Policy gradient is a significantly more complicated algorithm compared to hill climbing and random search. Its general idea is to parametrize agent's policy - create a direct mapping from the state of the environment to agent's action. This mapping function is a simple neural network - it takes the state vector and outputs an actions vector. In order to improve the policy little by little, it is necessary to make it stochastic instead of deterministic. What does it mean? In case of random search and hill climbing, we used a hard threshold of 0 - if the product of state and weights was greater than it, the agent always moved right, otherwise it always moved left. Here, instead of making it always perform the same action for a given output, we make it take that action with some probability, which depends on the output of the policy neural network.
But how do we improve the policy?
The only measure of agent's performance is the reward that it gets, so a very natural idea would be to update the parameters in the direction of getting more reward. What does this mean? When we see that the agent gets some reward after taking a step in the environment, we take derivatives of its parameters and update them with the direction of the derivatives - going uphill. The derivatives of the parameters vector are called the gradient, which is why this algorithm is called the policy gradient.
The agent is going to take some actions in the environment and update its policy over time but remember that we need to start somewhere and a fresh agent does not have any knowledge about the environment whatsoever. It means that the agent's early actions will be likely quite bad and certainly not optimal. This means that the variance will be big - it will take a long time for the policy to converge to the optimal policy because simply, from an expert's point of view, the agent will keep taking some "random" actions. In order to change this, we can try to learn the state-value function of the environment which will basically tell us how good it is to be in a certain state. The agent will still keep taking its actions according to its policy parameters rather than the value of the state but we can tweak the value towards which we keep updating the policy parameters. Instead of taking a pure reward, we can subtract the estimated state value from that reward.

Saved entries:

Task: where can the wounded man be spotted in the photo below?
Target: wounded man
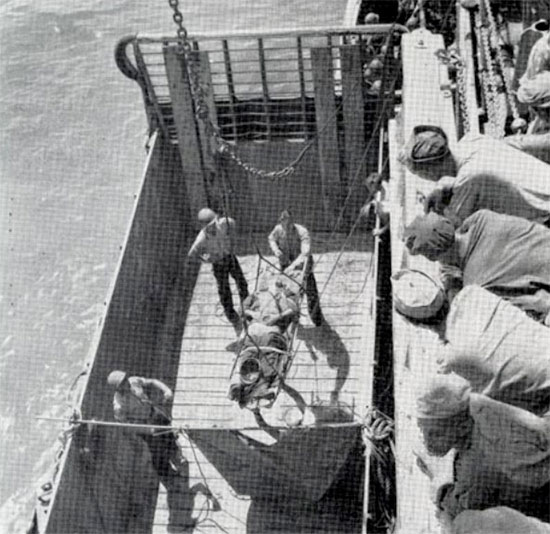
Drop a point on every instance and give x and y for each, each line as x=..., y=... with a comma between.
x=265, y=342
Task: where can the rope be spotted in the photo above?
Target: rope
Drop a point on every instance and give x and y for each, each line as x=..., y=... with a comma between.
x=185, y=428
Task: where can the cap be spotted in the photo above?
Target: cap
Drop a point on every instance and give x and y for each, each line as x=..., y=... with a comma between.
x=206, y=215
x=429, y=235
x=417, y=295
x=535, y=91
x=427, y=143
x=443, y=396
x=116, y=378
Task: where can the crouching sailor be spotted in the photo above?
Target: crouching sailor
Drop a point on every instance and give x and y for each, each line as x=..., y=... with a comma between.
x=147, y=401
x=536, y=93
x=503, y=452
x=507, y=255
x=479, y=173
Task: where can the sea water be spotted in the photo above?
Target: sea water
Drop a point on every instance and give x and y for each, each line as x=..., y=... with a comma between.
x=71, y=156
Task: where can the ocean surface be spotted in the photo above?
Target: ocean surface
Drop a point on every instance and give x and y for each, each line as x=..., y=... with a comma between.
x=72, y=151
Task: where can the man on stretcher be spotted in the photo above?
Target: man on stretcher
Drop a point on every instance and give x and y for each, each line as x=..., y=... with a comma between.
x=265, y=343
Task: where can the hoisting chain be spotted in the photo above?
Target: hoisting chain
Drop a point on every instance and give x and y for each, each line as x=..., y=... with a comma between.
x=452, y=58
x=500, y=60
x=202, y=111
x=489, y=83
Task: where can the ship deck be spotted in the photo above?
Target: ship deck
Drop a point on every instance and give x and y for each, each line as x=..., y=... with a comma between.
x=331, y=362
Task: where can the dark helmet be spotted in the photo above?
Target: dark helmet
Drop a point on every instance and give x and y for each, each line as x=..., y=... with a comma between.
x=206, y=215
x=116, y=379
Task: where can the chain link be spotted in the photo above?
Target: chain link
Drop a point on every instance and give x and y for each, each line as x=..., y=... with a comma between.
x=452, y=58
x=500, y=60
x=202, y=111
x=495, y=114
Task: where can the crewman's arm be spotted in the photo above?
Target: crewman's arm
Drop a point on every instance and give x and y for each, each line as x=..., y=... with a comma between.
x=159, y=386
x=273, y=242
x=197, y=248
x=537, y=145
x=305, y=241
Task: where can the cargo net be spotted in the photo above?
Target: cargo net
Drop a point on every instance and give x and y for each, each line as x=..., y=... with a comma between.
x=160, y=446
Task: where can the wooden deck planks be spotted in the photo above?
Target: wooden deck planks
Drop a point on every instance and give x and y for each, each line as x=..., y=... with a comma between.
x=329, y=362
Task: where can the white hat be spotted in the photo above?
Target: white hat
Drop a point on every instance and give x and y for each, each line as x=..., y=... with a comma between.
x=417, y=295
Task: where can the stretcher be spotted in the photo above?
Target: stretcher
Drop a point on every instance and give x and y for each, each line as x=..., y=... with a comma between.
x=265, y=347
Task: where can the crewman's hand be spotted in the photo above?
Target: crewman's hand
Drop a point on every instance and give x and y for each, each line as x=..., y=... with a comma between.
x=438, y=200
x=377, y=427
x=271, y=320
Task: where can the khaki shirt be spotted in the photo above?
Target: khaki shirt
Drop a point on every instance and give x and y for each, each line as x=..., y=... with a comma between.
x=141, y=404
x=213, y=247
x=502, y=352
x=288, y=246
x=507, y=460
x=495, y=176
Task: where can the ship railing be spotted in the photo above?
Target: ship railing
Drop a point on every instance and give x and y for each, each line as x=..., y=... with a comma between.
x=262, y=83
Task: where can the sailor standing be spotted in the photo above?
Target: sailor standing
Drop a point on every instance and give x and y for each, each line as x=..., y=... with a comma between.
x=214, y=245
x=291, y=243
x=146, y=401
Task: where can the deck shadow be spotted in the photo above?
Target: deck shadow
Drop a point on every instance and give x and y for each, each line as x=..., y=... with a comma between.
x=324, y=340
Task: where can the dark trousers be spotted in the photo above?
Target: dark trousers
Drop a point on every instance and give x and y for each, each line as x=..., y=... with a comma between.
x=312, y=294
x=164, y=448
x=222, y=269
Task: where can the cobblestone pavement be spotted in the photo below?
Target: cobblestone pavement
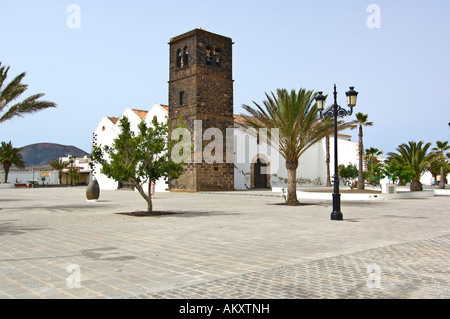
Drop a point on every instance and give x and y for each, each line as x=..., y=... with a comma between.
x=352, y=276
x=55, y=244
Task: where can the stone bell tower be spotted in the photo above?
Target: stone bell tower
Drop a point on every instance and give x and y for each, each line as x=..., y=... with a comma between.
x=201, y=90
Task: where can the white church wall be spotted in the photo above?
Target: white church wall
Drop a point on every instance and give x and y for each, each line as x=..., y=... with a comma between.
x=311, y=170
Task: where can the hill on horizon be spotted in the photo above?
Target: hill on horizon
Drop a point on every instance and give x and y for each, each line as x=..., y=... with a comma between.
x=41, y=154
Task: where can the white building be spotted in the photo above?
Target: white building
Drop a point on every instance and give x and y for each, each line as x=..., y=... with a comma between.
x=249, y=159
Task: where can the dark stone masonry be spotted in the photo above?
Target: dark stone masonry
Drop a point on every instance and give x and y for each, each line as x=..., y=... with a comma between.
x=201, y=88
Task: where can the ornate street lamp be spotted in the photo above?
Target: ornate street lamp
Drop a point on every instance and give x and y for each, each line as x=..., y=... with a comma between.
x=336, y=111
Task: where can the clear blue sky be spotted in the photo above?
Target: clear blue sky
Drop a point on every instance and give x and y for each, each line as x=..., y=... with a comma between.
x=119, y=57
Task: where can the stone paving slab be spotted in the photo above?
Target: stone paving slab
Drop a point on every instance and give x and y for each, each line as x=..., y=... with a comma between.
x=218, y=246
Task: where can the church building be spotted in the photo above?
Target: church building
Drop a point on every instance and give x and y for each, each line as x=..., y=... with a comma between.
x=201, y=92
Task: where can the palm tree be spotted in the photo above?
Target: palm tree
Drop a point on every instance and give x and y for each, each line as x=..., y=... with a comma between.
x=59, y=165
x=372, y=154
x=295, y=115
x=361, y=120
x=416, y=157
x=440, y=149
x=12, y=91
x=10, y=156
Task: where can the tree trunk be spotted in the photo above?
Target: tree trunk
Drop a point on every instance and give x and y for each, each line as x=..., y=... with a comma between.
x=442, y=182
x=327, y=160
x=147, y=198
x=292, y=182
x=361, y=154
x=416, y=186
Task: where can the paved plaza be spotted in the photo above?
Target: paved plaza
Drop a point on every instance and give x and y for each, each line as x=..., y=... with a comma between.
x=55, y=244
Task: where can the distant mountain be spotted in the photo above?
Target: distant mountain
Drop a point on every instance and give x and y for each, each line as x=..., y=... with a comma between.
x=42, y=154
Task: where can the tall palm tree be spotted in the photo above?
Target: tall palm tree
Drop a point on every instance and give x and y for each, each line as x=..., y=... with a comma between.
x=416, y=157
x=295, y=115
x=440, y=148
x=361, y=120
x=10, y=156
x=12, y=91
x=59, y=165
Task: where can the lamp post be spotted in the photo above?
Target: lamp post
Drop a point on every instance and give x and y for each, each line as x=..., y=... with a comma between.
x=336, y=111
x=71, y=169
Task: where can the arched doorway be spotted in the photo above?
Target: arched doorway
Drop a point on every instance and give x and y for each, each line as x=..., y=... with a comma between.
x=259, y=179
x=260, y=170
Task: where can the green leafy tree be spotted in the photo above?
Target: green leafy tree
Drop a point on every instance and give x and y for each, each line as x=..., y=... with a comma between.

◆ **Exercise set**:
(1) In the policy gradient text, rewrite the passage between "Policy gradient is" and "improve the policy?", inclusive, swapping "neural network" for "multilayer perceptron" wherever it occurs.
(2) According to the policy gradient text, what can be subtracted from the reward instead of using a pure reward?

◆ **Responses by task**:
(1)
Policy gradient is a significantly more complicated algorithm compared to hill climbing and random search. Its general idea is to parametrize agent's policy - create a direct mapping from the state of the environment to agent's action. This mapping function is a simple multilayer perceptron - it takes the state vector and outputs an actions vector. In order to improve the policy little by little, it is necessary to make it stochastic instead of deterministic. What does it mean? In case of random search and hill climbing, we used a hard threshold of 0 - if the product of state and weights was greater than it, the agent always moved right, otherwise it always moved left. Here, instead of making it always perform the same action for a given output, we make it take that action with some probability, which depends on the output of the policy multilayer perceptron.
But how do we improve the policy?

(2) The estimated state value.